··· Text extract ···
So with that in mind, I’d like to share with you one reflection and two pieces of advice – one to the graduands, and the other to (I was going to say adults, but I think of the about-to-be graduates as adults – so let me call the parents, grandparents, and friends) ‘the older folks’.

#1 - Congratulations to all of our students from M1 to S2 for a most successful year. From the academic performances, which we are honoring today and in the fall; to great athletic results with multiple national and provincial medals (including golds) and numerous league titles; to close to 200 of you spending time overseas; to remarkable performances in the arts; to dedicated commitment to making our communities better through almost 40,000 hours of service; to friendships formed and friendships forged as strong as steel; to learning how to live and co-exist with those who are different than you; to the joy of writing your last high school exam just a few days ago; as I look back on this year, I have to tell you that they make me smile. Not just a little grin, but a wide, bright, beaming smile. And you should feel the same way.

To the class of 2014 – for only a few more minutes the Senior 2 class – you are a remarkable group. Many of you have nothing short of extraordinary abilities and really special gifts. A few of you even have more than one of these gifts. They range from talents to attitude to character to people skills.
··· Supplied entries ···
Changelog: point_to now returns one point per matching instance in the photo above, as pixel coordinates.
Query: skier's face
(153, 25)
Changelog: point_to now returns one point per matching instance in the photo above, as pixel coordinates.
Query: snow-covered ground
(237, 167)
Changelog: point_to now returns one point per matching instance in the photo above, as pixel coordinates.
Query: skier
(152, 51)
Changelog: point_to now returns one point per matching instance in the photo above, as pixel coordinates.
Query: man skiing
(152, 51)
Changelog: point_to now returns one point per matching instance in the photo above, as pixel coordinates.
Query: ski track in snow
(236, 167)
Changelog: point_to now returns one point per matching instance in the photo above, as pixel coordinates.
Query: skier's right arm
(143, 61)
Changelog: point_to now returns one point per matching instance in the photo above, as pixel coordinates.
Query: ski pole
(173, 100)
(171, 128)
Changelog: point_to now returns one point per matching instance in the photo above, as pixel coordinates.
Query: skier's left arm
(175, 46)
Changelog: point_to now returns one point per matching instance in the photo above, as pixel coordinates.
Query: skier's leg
···
Rewrite the graduation speech excerpt, starting with "So with that" and going on through "friends) ‘the older folks’.", with "the older folks" changed to "the elders".

- [Written solution]:
So with that in mind, I’d like to share with you one reflection and two pieces of advice – one to the graduands, and the other to (I was going to say adults, but I think of the about-to-be graduates as adults – so let me call the parents, grandparents, and friends) ‘the elders’.